Exercise aim |
In the listing below, locate the line containing "Would you mind indicating the fence"; reproduce that line and all lines that follow it, unchanged.

Data for this exercise |

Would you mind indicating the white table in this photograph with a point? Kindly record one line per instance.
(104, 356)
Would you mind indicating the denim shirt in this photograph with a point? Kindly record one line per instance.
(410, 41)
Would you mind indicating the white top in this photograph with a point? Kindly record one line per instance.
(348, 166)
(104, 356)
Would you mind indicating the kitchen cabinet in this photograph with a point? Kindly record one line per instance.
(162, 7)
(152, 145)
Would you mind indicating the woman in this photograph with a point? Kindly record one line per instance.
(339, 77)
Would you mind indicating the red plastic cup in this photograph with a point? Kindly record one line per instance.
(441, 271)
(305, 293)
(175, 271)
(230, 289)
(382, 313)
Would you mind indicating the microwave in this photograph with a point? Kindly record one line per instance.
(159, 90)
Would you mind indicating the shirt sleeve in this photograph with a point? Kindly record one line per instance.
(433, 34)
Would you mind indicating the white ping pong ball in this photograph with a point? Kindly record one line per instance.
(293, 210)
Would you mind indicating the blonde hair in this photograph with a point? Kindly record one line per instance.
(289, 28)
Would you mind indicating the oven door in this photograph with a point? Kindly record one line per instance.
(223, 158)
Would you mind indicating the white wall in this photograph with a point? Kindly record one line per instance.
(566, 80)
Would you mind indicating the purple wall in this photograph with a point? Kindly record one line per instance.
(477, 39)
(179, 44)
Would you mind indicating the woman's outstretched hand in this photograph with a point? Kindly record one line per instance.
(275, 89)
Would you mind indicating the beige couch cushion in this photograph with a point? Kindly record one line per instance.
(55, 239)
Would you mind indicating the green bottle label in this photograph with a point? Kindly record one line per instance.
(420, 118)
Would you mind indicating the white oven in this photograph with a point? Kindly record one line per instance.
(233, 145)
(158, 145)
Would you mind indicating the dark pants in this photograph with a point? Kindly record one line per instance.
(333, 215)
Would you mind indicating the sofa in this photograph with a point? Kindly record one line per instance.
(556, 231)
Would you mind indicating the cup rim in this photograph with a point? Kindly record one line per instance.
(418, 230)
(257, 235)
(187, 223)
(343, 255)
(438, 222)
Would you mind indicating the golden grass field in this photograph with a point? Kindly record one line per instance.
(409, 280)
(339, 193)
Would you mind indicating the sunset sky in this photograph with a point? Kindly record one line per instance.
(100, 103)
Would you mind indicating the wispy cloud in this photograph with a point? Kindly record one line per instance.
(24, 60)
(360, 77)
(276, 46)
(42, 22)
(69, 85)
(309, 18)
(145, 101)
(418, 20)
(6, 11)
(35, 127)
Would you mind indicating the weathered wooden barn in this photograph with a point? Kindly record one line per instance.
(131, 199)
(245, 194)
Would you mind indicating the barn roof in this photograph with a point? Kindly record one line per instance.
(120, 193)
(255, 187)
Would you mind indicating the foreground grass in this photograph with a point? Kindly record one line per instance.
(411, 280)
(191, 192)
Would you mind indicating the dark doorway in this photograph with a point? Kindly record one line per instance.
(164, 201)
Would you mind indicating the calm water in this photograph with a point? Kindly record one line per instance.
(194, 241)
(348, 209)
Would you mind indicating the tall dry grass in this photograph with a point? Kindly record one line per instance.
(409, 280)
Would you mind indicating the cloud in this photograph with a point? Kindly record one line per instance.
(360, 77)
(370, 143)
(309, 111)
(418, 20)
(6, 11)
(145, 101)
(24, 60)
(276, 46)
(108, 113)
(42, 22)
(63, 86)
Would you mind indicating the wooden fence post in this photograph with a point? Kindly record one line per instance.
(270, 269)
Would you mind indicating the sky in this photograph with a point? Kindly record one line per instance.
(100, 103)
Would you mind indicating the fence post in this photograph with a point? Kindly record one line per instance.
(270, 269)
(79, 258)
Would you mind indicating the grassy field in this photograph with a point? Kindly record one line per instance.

Result of the exercise |
Would you mind indicating the fence post in this photograph with a point? Kindly record one line per instance.
(270, 269)
(79, 258)
Would you mind indicating the grassy field in this photograph with a point? Kindly record one line per instance.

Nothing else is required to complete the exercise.